> [ASSIGNMENT]
Write out the data below exactly, from its first line to the line containing "positive clicks: (408, 133) (448, 129)", that line included.

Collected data
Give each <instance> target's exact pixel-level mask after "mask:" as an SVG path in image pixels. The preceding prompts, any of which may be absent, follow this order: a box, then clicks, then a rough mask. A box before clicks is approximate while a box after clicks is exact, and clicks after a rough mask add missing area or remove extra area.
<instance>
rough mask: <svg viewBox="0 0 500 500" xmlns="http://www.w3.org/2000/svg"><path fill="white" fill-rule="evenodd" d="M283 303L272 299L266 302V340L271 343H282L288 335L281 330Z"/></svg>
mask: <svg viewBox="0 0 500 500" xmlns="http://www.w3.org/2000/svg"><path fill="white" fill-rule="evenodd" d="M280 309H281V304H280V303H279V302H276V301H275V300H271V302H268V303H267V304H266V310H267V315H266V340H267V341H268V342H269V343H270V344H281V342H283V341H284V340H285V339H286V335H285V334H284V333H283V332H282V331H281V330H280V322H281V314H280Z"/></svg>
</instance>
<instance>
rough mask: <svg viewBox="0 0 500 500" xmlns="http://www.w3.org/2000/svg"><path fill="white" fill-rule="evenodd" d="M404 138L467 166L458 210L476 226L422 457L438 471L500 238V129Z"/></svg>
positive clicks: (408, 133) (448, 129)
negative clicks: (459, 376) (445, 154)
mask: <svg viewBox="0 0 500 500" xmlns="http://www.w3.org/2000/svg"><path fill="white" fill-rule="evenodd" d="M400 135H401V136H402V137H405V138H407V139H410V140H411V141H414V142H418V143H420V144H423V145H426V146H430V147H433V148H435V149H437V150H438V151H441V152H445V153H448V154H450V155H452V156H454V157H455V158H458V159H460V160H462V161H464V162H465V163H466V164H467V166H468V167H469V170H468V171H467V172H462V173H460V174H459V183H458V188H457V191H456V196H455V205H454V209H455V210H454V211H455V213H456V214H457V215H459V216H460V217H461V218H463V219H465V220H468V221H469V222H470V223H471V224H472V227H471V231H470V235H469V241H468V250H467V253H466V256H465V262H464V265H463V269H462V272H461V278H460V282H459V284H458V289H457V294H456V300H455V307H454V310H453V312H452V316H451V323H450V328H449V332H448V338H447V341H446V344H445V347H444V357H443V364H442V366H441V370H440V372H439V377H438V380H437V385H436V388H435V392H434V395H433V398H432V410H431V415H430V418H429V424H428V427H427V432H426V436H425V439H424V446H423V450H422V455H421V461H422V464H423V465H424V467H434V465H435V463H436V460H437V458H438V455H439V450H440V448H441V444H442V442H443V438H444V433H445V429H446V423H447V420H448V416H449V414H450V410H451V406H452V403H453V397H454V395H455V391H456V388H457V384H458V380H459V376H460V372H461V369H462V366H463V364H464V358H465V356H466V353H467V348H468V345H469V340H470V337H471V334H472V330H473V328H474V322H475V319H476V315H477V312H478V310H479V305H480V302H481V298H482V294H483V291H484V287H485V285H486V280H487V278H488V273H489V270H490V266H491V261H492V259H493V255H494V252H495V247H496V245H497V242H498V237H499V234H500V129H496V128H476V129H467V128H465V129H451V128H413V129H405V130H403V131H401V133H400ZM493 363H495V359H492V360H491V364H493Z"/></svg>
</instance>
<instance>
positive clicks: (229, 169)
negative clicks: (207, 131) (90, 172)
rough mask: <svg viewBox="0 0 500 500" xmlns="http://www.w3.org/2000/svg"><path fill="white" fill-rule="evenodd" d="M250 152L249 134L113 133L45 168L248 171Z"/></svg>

> [RESPONSE]
Give each <instance> target's exact pixel-level mask after "mask:" as an SVG path in image pixels. The preceding prompts, any of which may be absent, follow this order: a box, then clicks, then a rough mask. A box before clicks is approximate while a box after clicks is exact, and clicks after a rough mask add missing area or remove extra area.
<instance>
rough mask: <svg viewBox="0 0 500 500" xmlns="http://www.w3.org/2000/svg"><path fill="white" fill-rule="evenodd" d="M283 303L272 299L266 302V340L271 343H282L288 335L281 330Z"/></svg>
mask: <svg viewBox="0 0 500 500" xmlns="http://www.w3.org/2000/svg"><path fill="white" fill-rule="evenodd" d="M280 309H281V304H280V303H279V302H276V301H275V300H271V302H268V303H267V304H266V310H267V315H266V340H267V341H268V342H269V343H270V344H281V342H283V341H284V340H285V339H286V335H285V334H284V333H283V332H282V331H281V330H280V322H281V314H280Z"/></svg>
</instance>
<instance>
rough mask: <svg viewBox="0 0 500 500" xmlns="http://www.w3.org/2000/svg"><path fill="white" fill-rule="evenodd" d="M404 138L467 166L458 210L476 226L422 457L438 471L500 238V129Z"/></svg>
positive clicks: (408, 133) (448, 129)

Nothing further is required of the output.